> Work item: Reproduce the entire listing exactly as written, apart from its pictures.

> Data excerpts:
********

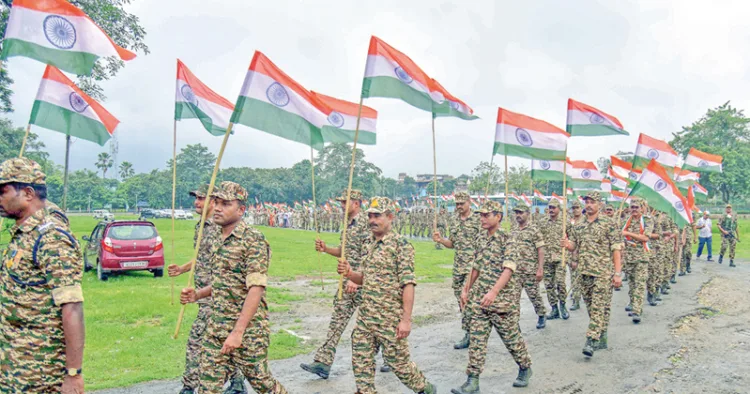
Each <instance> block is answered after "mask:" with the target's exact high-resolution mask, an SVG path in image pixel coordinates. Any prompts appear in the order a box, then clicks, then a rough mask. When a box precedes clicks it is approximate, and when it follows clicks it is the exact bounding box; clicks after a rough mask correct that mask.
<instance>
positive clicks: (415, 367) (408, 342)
mask: <svg viewBox="0 0 750 394" xmlns="http://www.w3.org/2000/svg"><path fill="white" fill-rule="evenodd" d="M397 325H398V322H383V323H382V324H377V325H372V324H367V323H365V322H363V321H362V320H361V317H360V318H359V319H357V325H356V326H355V327H354V331H352V370H353V371H354V381H355V382H356V384H357V393H359V394H374V393H377V390H376V389H375V354H376V353H377V351H378V345H380V346H382V349H383V358H384V359H385V363H386V364H388V365H389V366H390V367H391V370H392V371H393V373H394V374H395V375H396V377H398V379H399V380H400V381H401V383H403V384H404V385H405V386H406V387H408V388H409V389H411V390H412V391H414V392H415V393H418V392H420V391H423V390H424V389H425V386H426V385H427V379H425V377H424V375H423V374H422V371H420V370H419V368H417V365H416V364H415V363H414V362H413V361H411V357H410V355H409V342H408V341H407V340H406V339H396V326H397Z"/></svg>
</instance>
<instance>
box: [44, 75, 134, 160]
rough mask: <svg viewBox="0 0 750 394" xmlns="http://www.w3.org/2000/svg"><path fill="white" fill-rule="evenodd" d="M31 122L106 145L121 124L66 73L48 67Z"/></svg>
mask: <svg viewBox="0 0 750 394" xmlns="http://www.w3.org/2000/svg"><path fill="white" fill-rule="evenodd" d="M29 123H30V124H34V125H37V126H39V127H44V128H45V129H50V130H54V131H59V132H61V133H63V134H66V135H70V136H73V137H78V138H82V139H84V140H87V141H92V142H96V143H97V144H99V145H102V146H104V144H105V143H106V142H107V141H108V140H109V139H110V138H111V137H112V133H114V131H115V128H116V127H117V125H118V124H119V123H120V121H119V120H117V119H116V118H115V117H114V116H112V114H110V113H109V112H107V110H106V109H104V107H102V106H101V104H99V103H97V102H96V100H94V99H92V98H91V97H89V96H88V95H86V93H83V91H81V89H78V86H76V85H75V84H74V83H73V81H71V80H70V79H68V77H66V76H65V74H63V73H62V71H60V70H58V69H57V68H55V67H53V66H47V69H46V70H44V76H43V77H42V83H41V84H40V85H39V90H38V91H37V94H36V100H35V101H34V106H33V107H32V109H31V119H30V120H29Z"/></svg>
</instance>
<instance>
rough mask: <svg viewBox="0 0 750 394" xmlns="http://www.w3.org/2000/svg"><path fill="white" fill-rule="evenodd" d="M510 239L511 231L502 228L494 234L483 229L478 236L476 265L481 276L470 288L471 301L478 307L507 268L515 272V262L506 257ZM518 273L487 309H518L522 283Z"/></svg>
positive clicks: (513, 275) (469, 297)
mask: <svg viewBox="0 0 750 394" xmlns="http://www.w3.org/2000/svg"><path fill="white" fill-rule="evenodd" d="M507 240H508V234H507V233H506V232H505V231H503V230H501V229H497V231H495V233H494V234H492V235H490V234H489V232H488V231H482V232H481V233H480V234H479V235H478V236H477V238H476V240H475V245H476V252H475V258H474V267H473V268H474V269H475V270H476V271H478V272H479V276H478V277H477V280H476V281H475V282H474V285H472V287H471V292H470V296H469V300H470V302H471V303H472V304H475V305H476V306H478V304H479V303H480V302H482V298H483V297H484V295H485V294H487V293H488V292H489V291H490V290H491V289H492V288H493V287H494V286H495V283H497V280H498V279H499V278H500V275H501V274H502V273H503V271H504V270H505V269H506V268H508V269H510V270H511V271H513V272H515V271H516V264H515V262H513V261H510V260H507V259H505V252H506V245H507ZM516 276H517V275H511V277H510V280H509V281H508V283H507V284H506V285H505V287H503V288H502V289H501V290H500V292H499V293H498V294H497V297H495V301H494V302H493V303H492V305H491V306H490V307H489V308H487V310H488V311H490V312H496V313H505V312H510V311H511V310H514V309H518V307H519V302H520V300H521V286H520V285H519V284H518V280H517V279H516Z"/></svg>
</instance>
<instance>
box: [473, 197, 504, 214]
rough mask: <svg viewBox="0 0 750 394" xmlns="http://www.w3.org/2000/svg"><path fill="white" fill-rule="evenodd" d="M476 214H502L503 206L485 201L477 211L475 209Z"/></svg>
mask: <svg viewBox="0 0 750 394" xmlns="http://www.w3.org/2000/svg"><path fill="white" fill-rule="evenodd" d="M476 212H478V213H490V212H500V213H502V212H503V204H500V203H499V202H498V201H492V200H489V201H485V202H484V203H483V204H482V206H481V207H479V209H477V211H476Z"/></svg>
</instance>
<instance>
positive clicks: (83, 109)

********

> Solution:
Each <instance> block is answered after "mask:" with the target's exact high-resolution mask, an SVG path in image pixel coordinates. Any prompts appear in the order a box, then clicks, then a rough mask. When a box precedes clicks it is approximate, and when it follows clicks it is the exact bounding box; clicks after a rough mask correct that mask.
<instance>
positive clicks: (415, 367) (408, 342)
mask: <svg viewBox="0 0 750 394" xmlns="http://www.w3.org/2000/svg"><path fill="white" fill-rule="evenodd" d="M397 325H398V322H383V323H382V324H377V325H372V324H367V323H365V322H363V321H362V320H361V317H360V318H359V319H357V325H356V326H355V327H354V331H352V370H353V371H354V381H355V382H356V384H357V393H359V394H374V393H377V390H376V389H375V354H376V353H377V351H378V345H380V346H382V349H383V358H384V359H385V363H386V364H388V365H389V366H390V367H391V370H392V371H393V373H394V374H395V375H396V377H398V379H399V380H400V381H401V383H403V384H404V385H405V386H406V387H408V388H409V389H411V390H412V391H414V392H415V393H418V392H420V391H423V390H424V389H425V386H426V385H427V379H425V377H424V375H423V374H422V371H420V370H419V368H417V365H416V364H415V363H414V362H413V361H411V357H410V355H409V342H408V341H407V340H406V339H396V326H397Z"/></svg>
</instance>
<instance>
box: [44, 75, 134, 160]
rough mask: <svg viewBox="0 0 750 394" xmlns="http://www.w3.org/2000/svg"><path fill="white" fill-rule="evenodd" d="M31 122L106 145L121 124L66 73L48 67Z"/></svg>
mask: <svg viewBox="0 0 750 394" xmlns="http://www.w3.org/2000/svg"><path fill="white" fill-rule="evenodd" d="M29 123H30V124H34V125H37V126H39V127H44V128H45V129H50V130H54V131H59V132H61V133H63V134H66V135H70V136H73V137H78V138H82V139H84V140H87V141H92V142H96V143H97V144H99V145H102V146H104V144H105V143H106V142H107V141H108V140H109V139H110V138H111V137H112V133H114V131H115V128H116V127H117V125H118V124H119V123H120V121H119V120H117V119H116V118H115V117H114V116H112V114H110V113H109V112H107V110H106V109H104V107H102V106H101V104H99V103H97V102H96V100H94V99H92V98H91V97H89V96H88V95H86V93H83V91H81V89H78V86H76V85H75V84H74V83H73V81H71V80H70V79H68V77H66V76H65V74H63V73H62V71H60V70H58V69H57V68H55V67H53V66H47V69H46V70H44V76H43V77H42V83H41V84H40V85H39V90H38V91H37V94H36V100H35V101H34V106H33V107H32V109H31V119H30V120H29Z"/></svg>
</instance>
<instance>
rough mask: <svg viewBox="0 0 750 394" xmlns="http://www.w3.org/2000/svg"><path fill="white" fill-rule="evenodd" d="M510 239L511 231L502 228L494 234L483 229L478 236L476 265L481 276L470 288L471 301L478 307L507 268L515 272V262L506 257ZM518 273L487 309H518L522 283Z"/></svg>
positive clicks: (513, 275) (469, 297)
mask: <svg viewBox="0 0 750 394" xmlns="http://www.w3.org/2000/svg"><path fill="white" fill-rule="evenodd" d="M507 240H508V234H507V233H506V232H505V231H503V230H501V229H497V231H495V233H494V234H492V235H490V234H489V232H488V231H482V232H481V233H480V234H479V235H478V236H477V238H476V240H475V245H476V252H475V258H474V267H473V268H474V269H475V270H476V271H478V272H479V276H478V277H477V280H476V281H475V282H474V285H472V287H471V292H470V296H469V300H470V302H471V303H472V304H475V305H476V306H478V304H479V303H480V302H482V298H483V297H484V295H485V294H487V293H488V292H489V291H490V290H491V289H492V288H493V287H494V286H495V283H497V280H498V279H499V278H500V275H501V274H502V273H503V271H504V270H505V269H506V268H508V269H510V270H511V271H513V272H515V271H516V264H515V262H513V261H510V260H507V259H505V252H506V245H507ZM516 276H517V275H511V277H510V280H509V281H508V283H507V284H506V285H505V287H503V288H502V289H501V290H500V292H499V293H498V294H497V297H495V301H494V302H493V303H492V305H491V306H490V307H489V308H487V310H488V311H490V312H496V313H505V312H510V311H511V310H514V309H518V307H519V302H520V300H521V286H520V285H519V284H518V280H517V279H516Z"/></svg>
</instance>
<instance>
box: [473, 197, 504, 214]
rough mask: <svg viewBox="0 0 750 394" xmlns="http://www.w3.org/2000/svg"><path fill="white" fill-rule="evenodd" d="M476 214H502L503 206L485 201L477 211L475 209Z"/></svg>
mask: <svg viewBox="0 0 750 394" xmlns="http://www.w3.org/2000/svg"><path fill="white" fill-rule="evenodd" d="M476 212H478V213H490V212H500V213H502V212H503V204H500V203H499V202H498V201H492V200H489V201H485V202H484V203H483V204H482V206H481V207H479V209H477V211H476Z"/></svg>
</instance>
<instance>
positive clicks: (83, 109)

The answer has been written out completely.